About this exercise: Gather from the material every line that contains the string "brown".

Provided records:
<<<<

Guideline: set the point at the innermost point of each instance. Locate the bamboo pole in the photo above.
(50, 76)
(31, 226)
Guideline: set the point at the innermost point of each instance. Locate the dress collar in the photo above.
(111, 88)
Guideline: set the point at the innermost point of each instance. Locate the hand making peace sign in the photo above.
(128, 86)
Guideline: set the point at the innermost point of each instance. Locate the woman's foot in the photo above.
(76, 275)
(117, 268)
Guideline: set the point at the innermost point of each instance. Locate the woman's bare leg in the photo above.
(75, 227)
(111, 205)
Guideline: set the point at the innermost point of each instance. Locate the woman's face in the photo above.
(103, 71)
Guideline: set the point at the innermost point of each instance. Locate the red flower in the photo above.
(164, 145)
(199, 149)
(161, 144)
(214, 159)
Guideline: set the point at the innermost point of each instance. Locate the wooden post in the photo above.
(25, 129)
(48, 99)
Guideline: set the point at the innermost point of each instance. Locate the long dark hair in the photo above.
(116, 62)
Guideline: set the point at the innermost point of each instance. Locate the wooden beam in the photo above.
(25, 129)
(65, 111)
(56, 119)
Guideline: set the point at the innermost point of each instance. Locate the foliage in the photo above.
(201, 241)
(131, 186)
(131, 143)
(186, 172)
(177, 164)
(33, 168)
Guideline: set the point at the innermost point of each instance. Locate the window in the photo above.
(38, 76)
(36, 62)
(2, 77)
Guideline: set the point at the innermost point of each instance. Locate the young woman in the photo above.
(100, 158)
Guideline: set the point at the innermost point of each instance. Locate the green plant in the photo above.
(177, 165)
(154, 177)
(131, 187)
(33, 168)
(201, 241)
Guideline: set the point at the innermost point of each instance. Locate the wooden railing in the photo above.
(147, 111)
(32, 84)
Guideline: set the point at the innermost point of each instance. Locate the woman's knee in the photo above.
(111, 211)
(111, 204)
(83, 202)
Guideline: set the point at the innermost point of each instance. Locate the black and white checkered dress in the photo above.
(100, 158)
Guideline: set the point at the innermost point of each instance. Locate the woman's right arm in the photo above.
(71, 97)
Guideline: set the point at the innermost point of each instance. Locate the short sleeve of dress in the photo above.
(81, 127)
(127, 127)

>>>>
<<<<

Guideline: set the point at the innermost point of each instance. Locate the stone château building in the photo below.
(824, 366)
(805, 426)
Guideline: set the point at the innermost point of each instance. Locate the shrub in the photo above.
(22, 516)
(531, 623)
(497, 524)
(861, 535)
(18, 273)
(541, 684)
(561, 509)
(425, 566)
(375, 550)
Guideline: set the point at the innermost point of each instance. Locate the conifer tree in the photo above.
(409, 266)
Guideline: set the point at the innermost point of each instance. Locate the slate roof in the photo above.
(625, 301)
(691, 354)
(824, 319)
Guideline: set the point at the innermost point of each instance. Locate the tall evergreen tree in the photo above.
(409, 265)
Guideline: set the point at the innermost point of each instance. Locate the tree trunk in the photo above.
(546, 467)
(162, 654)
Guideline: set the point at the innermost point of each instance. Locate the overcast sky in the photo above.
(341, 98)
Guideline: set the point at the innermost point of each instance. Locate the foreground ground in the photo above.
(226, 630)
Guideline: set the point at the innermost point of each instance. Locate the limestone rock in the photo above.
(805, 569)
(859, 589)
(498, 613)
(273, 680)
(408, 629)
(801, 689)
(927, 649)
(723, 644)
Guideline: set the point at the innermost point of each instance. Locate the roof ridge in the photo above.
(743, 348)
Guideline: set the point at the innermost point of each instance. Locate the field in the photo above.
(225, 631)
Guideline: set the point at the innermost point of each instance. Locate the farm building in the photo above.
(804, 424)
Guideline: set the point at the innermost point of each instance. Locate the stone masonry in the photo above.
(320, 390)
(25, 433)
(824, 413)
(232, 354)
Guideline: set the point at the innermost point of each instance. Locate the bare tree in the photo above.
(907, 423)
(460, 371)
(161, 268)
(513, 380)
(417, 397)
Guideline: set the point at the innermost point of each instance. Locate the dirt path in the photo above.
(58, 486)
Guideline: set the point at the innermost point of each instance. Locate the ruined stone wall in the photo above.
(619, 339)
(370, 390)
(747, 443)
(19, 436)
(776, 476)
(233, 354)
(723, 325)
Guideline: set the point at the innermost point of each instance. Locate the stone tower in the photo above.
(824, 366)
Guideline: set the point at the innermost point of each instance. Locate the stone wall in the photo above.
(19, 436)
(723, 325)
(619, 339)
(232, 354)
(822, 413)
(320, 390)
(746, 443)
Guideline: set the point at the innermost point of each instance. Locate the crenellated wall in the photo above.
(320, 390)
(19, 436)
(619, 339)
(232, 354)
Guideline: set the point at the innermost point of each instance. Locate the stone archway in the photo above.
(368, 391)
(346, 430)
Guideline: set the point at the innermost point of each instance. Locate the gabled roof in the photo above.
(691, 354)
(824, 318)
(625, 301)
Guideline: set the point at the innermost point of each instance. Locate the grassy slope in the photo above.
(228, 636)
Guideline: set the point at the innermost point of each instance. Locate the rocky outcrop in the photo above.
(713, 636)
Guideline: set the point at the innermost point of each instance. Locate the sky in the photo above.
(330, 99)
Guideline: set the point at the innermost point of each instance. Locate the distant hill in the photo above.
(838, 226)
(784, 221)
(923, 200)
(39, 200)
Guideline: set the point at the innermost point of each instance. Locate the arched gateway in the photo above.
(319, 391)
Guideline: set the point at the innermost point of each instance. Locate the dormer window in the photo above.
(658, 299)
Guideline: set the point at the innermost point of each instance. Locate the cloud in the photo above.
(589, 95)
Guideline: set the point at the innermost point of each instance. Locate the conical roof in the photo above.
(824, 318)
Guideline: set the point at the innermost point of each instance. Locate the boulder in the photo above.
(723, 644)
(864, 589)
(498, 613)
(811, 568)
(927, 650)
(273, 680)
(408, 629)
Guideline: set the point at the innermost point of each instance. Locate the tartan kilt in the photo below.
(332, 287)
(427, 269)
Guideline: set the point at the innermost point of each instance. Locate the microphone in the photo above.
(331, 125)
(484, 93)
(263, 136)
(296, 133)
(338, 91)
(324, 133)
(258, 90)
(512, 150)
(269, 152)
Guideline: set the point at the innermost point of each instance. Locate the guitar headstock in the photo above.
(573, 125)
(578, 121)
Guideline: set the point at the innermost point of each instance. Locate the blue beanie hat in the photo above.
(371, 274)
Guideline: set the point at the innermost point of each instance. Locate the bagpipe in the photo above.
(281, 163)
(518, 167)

>>>>
<<<<

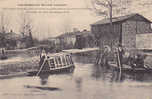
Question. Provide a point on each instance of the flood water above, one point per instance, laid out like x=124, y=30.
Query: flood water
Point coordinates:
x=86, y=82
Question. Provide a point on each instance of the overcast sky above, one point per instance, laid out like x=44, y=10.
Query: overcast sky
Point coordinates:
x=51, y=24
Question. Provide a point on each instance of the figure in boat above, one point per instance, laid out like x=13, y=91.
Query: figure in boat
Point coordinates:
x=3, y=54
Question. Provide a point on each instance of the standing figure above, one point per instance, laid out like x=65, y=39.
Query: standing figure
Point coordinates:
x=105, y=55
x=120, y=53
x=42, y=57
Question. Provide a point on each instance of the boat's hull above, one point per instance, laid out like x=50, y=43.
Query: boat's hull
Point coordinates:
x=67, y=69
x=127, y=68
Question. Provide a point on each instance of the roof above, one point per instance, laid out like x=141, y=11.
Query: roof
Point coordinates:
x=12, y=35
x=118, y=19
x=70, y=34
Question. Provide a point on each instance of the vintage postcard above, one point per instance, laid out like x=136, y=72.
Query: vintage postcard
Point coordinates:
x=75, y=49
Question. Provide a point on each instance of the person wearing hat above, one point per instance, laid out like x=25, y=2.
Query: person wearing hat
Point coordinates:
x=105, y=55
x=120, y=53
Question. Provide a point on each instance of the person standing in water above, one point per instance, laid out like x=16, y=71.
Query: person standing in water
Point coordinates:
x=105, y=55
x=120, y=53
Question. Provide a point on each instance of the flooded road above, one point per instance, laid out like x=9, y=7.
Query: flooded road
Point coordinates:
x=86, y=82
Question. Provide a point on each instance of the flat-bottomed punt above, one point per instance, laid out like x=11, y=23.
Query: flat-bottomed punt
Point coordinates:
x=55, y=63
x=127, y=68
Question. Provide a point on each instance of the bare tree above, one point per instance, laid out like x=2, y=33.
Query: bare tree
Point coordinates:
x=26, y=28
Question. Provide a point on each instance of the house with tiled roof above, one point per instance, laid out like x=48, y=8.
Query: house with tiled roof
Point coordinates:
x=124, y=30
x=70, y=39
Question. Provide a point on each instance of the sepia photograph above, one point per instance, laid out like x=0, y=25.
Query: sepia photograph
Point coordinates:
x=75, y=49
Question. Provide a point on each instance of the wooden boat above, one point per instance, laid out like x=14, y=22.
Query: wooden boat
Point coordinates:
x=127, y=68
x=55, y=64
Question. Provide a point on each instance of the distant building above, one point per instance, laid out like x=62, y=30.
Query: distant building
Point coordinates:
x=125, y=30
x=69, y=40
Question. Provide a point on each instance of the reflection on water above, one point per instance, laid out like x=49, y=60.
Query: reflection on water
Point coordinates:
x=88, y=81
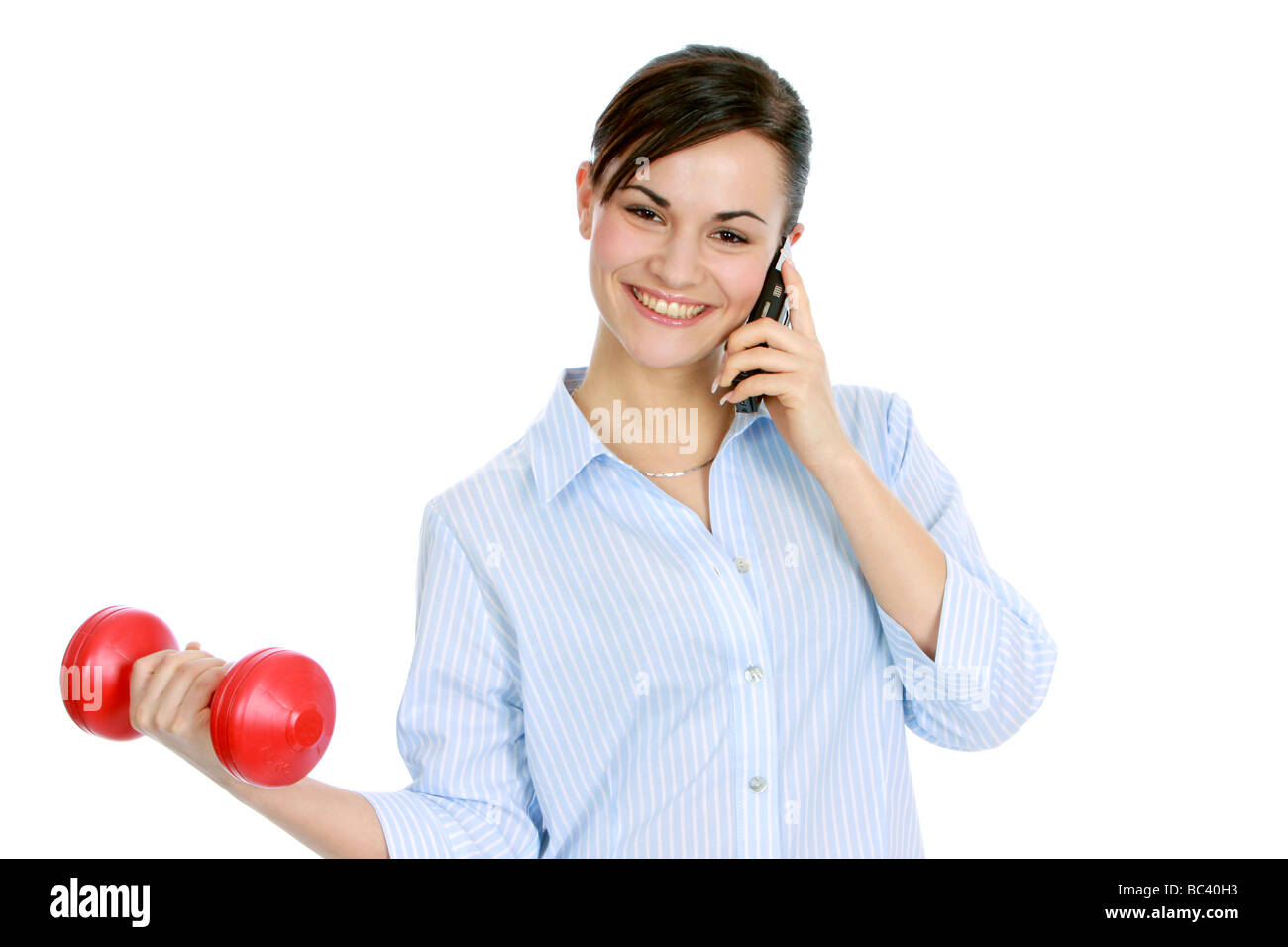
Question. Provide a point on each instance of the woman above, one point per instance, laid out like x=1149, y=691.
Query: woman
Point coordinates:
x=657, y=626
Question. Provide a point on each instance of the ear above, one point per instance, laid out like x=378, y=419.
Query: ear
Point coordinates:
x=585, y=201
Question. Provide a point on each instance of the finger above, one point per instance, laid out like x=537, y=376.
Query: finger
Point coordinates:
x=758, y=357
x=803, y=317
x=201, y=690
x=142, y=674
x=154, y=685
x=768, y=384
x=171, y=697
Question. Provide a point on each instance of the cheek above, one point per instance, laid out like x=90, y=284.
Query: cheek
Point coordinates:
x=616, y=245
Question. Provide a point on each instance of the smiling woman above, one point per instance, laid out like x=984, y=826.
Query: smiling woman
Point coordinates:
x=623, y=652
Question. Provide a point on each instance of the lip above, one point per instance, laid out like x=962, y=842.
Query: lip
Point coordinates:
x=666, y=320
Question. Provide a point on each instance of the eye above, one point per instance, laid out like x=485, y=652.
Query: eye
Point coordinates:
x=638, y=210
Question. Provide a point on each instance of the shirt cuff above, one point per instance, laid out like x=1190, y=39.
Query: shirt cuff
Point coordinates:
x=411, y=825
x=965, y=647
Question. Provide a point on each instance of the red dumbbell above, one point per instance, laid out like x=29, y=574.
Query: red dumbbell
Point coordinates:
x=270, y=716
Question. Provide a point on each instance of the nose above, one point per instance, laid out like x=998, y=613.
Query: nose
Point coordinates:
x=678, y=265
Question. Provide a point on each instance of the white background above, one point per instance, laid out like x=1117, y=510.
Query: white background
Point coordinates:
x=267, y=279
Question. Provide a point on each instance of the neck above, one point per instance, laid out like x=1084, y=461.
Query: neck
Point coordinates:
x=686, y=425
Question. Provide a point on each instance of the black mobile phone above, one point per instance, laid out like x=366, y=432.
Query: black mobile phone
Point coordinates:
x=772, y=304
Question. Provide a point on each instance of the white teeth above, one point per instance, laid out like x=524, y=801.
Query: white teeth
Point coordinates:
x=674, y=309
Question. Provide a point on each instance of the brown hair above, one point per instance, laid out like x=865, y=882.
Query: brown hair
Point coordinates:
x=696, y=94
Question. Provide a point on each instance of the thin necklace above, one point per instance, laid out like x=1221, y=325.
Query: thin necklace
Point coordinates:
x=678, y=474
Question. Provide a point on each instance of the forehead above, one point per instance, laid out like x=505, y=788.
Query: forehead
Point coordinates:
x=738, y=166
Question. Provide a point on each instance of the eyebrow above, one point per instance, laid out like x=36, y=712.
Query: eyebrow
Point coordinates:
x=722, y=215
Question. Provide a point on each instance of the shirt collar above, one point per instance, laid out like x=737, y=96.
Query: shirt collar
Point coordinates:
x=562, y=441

>>>>

Exercise output:
Question. Provide a point on each instance of the brown hair above, one point per instance, laid out like x=865, y=882.
Query: brown hair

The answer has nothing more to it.